■ PROMPT:
Scan the data below and give the number of lines that include the word "ridge", with no other words.

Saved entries

---*---

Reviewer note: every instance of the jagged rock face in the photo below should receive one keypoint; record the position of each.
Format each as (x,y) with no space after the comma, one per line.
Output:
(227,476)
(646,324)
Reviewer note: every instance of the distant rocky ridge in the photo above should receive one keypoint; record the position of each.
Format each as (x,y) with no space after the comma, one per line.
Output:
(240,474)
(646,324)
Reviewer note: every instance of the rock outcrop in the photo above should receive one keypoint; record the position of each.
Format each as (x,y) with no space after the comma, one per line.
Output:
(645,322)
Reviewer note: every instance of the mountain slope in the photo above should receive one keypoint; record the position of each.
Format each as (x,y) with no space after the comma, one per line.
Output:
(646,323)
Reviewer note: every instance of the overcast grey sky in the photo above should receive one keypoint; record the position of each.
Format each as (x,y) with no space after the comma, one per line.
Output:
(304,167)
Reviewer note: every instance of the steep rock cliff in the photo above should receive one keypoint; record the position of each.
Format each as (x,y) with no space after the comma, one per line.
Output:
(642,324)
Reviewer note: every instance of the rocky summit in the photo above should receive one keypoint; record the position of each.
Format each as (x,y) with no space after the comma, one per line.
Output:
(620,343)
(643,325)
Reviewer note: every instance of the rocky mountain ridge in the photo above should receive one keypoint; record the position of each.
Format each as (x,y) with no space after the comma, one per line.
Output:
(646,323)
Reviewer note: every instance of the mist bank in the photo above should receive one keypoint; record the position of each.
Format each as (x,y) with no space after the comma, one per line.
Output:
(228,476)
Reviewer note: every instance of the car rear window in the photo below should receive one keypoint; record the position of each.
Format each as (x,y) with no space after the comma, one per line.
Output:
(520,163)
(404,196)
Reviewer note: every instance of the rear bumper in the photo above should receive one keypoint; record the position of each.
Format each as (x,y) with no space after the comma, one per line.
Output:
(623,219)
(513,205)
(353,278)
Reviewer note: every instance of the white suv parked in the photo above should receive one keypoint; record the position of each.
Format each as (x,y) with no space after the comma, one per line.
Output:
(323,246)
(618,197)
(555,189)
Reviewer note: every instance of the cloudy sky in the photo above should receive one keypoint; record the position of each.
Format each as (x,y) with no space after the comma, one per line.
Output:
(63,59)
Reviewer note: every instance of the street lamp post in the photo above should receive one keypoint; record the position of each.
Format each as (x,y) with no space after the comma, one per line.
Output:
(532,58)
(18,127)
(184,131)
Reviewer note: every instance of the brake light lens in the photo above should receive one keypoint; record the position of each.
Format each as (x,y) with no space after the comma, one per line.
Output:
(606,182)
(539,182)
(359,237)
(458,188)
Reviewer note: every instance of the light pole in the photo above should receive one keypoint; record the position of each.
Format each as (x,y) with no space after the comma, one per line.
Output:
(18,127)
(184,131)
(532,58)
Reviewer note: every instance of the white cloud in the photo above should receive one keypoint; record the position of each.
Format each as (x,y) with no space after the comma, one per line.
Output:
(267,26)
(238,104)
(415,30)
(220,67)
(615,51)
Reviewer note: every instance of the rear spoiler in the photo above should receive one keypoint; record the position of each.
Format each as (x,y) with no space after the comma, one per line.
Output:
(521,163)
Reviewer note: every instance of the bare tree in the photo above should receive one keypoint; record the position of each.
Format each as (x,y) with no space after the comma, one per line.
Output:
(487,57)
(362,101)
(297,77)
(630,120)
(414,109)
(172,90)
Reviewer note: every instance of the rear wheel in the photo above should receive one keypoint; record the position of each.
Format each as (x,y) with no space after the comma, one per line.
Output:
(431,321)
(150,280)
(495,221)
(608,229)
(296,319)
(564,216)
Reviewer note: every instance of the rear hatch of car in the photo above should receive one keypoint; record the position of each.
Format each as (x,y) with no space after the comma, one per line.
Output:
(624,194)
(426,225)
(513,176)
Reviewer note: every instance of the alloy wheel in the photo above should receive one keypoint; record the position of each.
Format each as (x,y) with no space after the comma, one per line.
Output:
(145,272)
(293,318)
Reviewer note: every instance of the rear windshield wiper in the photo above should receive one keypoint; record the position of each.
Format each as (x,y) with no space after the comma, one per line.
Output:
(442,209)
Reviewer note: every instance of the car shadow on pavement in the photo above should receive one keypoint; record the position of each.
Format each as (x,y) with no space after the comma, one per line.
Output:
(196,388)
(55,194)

---*---

■ SOLVED EXERCISE:
2